## Start Supplied material

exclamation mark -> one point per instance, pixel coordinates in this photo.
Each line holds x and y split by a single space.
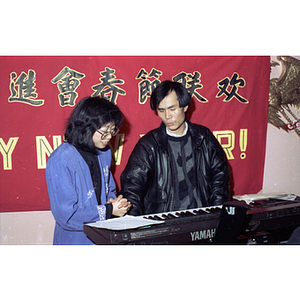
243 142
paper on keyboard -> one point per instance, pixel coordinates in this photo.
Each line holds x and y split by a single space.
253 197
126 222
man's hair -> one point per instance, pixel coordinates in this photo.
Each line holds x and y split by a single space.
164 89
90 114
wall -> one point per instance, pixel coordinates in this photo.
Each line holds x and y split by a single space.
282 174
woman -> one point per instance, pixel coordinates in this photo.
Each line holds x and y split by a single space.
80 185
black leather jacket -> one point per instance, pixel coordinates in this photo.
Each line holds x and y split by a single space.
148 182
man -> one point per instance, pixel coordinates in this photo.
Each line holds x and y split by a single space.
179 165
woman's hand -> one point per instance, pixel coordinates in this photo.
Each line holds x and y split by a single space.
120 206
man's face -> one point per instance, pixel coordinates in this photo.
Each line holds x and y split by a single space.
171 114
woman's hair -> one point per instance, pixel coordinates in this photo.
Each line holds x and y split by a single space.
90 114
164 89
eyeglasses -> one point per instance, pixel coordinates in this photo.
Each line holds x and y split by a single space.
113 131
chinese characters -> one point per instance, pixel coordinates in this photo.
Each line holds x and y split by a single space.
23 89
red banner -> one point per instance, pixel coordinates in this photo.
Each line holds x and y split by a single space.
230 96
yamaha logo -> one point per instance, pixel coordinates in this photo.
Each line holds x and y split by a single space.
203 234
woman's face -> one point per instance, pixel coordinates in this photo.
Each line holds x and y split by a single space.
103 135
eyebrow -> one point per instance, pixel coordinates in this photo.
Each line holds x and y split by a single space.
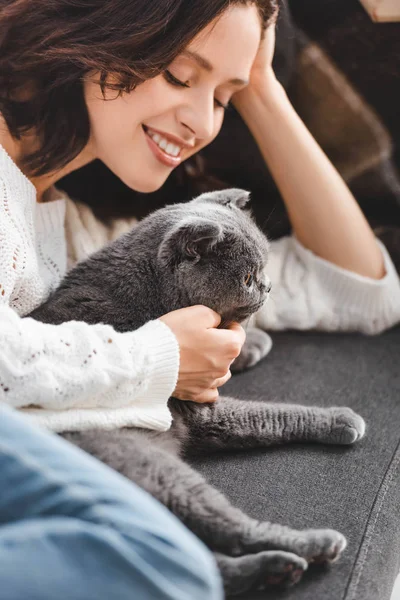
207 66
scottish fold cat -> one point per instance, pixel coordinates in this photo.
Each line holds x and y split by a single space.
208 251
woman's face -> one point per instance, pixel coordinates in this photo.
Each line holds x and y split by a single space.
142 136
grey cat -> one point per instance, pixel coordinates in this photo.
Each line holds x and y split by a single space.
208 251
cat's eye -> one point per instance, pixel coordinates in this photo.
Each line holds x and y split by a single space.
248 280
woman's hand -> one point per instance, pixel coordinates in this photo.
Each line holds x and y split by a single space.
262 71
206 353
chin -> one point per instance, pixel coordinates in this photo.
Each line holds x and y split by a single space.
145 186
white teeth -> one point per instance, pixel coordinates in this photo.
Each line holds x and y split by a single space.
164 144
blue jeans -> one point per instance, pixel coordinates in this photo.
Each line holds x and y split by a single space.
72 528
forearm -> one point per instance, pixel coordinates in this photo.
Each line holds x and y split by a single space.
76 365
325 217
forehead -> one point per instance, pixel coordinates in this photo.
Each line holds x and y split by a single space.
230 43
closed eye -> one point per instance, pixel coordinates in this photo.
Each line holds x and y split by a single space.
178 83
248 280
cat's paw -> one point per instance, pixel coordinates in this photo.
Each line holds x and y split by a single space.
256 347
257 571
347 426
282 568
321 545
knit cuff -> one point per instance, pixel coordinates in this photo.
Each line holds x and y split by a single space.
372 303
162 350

## End Supplied material
## Start Supplied material

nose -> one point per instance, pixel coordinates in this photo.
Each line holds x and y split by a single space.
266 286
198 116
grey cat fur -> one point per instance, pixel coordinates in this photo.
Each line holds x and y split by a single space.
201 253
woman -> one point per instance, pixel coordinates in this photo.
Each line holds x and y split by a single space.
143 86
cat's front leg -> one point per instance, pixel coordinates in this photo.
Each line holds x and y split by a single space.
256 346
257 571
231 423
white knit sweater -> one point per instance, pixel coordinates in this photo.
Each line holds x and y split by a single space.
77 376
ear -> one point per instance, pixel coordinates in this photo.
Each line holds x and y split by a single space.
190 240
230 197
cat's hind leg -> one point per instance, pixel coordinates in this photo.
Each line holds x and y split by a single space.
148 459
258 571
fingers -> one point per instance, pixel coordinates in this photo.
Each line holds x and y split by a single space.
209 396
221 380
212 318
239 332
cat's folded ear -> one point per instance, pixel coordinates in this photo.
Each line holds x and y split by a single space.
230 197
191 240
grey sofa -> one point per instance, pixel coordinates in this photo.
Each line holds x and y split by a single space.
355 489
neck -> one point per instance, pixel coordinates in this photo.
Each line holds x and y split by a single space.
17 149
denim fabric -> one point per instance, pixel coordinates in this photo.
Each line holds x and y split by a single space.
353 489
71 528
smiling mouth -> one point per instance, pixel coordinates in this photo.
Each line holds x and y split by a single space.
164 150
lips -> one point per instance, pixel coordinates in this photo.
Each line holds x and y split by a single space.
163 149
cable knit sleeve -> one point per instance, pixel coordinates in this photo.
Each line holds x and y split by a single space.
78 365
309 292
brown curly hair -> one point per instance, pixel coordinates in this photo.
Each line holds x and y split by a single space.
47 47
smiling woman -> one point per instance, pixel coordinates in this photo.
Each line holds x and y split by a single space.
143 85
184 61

## End Supplied material

[Direction]:
Please identify each line in the records above that contains the word "hair" and copy those lines.

[Exercise result]:
man's hair -> one point per instance, pixel coordinates in this photo.
woman's hair -> one point per instance, pixel coordinates in this photo.
brown curly hair -> one point per instance, pixel coordinates in this photo.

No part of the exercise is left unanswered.